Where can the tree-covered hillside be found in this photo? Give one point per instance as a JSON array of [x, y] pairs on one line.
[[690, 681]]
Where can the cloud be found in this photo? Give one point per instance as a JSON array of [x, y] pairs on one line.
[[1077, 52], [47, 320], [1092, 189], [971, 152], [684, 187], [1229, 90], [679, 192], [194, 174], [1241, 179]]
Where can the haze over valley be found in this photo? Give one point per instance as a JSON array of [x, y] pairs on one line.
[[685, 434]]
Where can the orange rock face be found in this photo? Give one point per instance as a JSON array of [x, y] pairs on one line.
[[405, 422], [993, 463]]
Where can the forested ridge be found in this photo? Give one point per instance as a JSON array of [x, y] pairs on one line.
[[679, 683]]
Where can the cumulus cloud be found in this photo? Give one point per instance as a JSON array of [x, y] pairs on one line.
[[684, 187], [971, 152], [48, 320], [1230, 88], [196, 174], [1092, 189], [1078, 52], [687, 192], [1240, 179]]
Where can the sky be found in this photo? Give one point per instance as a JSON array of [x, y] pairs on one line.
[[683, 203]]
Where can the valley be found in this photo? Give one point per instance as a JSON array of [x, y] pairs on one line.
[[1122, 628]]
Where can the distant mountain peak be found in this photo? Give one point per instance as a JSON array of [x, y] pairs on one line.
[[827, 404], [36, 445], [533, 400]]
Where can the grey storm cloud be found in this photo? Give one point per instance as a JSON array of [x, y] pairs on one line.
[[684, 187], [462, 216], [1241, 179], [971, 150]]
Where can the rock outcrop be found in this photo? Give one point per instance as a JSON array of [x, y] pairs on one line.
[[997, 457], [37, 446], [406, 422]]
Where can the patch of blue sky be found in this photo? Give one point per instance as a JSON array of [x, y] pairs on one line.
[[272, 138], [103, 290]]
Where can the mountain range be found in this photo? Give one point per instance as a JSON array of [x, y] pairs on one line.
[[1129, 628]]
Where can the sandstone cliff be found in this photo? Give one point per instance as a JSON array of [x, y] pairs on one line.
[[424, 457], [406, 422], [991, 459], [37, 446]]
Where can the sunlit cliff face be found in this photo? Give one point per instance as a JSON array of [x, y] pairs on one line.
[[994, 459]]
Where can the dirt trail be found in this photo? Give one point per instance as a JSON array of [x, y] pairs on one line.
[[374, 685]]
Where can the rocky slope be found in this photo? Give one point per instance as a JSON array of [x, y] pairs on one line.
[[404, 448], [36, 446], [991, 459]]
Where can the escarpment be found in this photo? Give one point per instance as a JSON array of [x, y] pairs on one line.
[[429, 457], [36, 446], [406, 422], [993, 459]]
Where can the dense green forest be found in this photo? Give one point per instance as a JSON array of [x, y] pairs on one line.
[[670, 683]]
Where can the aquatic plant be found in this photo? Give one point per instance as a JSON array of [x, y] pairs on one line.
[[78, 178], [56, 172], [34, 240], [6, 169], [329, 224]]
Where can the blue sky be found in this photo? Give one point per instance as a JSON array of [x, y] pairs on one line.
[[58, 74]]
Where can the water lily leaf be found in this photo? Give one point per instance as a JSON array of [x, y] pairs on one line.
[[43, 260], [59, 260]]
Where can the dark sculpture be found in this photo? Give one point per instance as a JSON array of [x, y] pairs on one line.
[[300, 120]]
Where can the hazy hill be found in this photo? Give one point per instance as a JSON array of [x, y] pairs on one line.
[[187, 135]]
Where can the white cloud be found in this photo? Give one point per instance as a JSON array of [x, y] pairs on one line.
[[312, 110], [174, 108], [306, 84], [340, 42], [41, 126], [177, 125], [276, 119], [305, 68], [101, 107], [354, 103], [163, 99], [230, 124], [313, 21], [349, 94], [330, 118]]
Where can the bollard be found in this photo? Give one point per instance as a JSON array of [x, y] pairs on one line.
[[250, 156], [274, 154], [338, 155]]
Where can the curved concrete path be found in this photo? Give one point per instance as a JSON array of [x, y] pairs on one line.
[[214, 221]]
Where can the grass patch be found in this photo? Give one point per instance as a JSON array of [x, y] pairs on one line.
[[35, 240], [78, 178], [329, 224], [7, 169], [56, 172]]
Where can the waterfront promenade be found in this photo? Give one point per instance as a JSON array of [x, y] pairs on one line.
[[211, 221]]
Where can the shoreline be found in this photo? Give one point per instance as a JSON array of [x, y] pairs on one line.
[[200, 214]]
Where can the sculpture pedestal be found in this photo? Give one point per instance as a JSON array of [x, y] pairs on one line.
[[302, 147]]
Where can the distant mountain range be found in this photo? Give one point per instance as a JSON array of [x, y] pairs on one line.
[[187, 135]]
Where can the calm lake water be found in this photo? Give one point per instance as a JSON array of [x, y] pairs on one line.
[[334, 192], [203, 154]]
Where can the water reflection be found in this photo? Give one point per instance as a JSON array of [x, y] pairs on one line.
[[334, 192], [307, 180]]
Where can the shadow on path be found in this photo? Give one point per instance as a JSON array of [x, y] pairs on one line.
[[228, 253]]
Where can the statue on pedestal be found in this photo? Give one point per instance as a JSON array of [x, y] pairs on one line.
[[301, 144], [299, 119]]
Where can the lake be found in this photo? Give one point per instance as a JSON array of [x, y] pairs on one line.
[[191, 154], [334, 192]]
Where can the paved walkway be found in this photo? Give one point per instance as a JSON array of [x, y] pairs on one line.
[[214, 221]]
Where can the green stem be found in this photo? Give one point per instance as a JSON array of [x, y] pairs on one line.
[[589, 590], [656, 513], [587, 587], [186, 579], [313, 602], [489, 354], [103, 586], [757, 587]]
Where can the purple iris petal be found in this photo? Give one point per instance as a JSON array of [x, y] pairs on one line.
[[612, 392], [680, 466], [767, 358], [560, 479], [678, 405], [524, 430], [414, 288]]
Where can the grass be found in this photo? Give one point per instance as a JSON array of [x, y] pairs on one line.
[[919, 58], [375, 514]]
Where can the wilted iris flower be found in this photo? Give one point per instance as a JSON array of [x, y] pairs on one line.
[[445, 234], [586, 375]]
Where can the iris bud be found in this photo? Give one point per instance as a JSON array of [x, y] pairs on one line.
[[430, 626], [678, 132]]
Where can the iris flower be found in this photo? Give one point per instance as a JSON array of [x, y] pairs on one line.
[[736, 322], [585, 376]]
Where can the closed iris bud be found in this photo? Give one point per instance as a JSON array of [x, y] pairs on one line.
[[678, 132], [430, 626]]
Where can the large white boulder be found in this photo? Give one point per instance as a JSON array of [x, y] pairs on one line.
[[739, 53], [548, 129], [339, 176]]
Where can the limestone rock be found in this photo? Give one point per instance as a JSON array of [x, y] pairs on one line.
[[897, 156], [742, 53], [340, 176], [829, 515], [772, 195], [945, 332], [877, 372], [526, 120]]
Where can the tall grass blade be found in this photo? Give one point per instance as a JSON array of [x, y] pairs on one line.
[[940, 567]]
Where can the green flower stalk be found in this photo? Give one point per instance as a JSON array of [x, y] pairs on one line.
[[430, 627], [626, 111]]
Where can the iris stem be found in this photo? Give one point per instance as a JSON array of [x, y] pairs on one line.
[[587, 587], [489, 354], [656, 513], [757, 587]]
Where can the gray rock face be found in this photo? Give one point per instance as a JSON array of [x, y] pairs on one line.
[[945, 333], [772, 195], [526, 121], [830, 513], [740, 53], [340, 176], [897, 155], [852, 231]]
****************************************
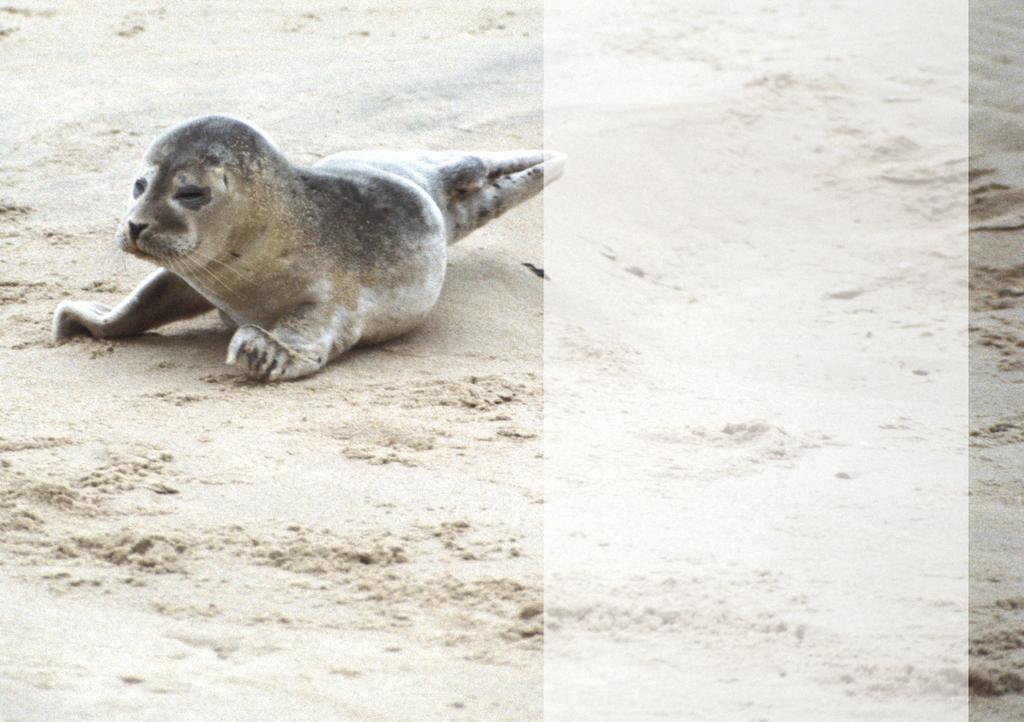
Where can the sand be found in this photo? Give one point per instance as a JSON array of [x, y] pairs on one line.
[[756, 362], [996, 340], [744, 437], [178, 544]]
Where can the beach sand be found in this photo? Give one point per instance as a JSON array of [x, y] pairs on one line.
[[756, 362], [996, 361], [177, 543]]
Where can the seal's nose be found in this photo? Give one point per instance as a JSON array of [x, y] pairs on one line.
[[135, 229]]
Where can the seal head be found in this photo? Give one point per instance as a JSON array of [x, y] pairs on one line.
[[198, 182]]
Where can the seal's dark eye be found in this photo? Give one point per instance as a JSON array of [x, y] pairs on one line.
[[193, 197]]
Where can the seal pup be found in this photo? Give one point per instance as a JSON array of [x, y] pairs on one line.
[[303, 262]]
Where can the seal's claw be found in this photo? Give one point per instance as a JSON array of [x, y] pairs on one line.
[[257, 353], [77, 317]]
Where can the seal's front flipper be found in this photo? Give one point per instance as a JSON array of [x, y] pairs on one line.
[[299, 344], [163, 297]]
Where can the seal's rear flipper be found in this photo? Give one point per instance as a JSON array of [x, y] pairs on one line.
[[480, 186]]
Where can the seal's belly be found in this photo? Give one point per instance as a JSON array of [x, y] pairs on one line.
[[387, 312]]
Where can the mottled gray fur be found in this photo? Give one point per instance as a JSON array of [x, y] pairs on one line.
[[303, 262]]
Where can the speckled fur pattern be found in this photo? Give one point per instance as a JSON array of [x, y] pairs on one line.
****************************************
Given exercise:
Format everything from the line containing "Where can the orange" down to the line containing "[[679, 683]]" as a numbered list, leaving out any blank lines.

Result below:
1. Where can the orange rock face be found in this photo? Give one point per instance as a JSON array of [x, y] pairs on one line.
2. [[405, 422], [993, 463]]
3. Where can the forested ridge be found in this photo? Give one point per instance as a JSON array of [x, y] pairs on one line.
4. [[679, 683]]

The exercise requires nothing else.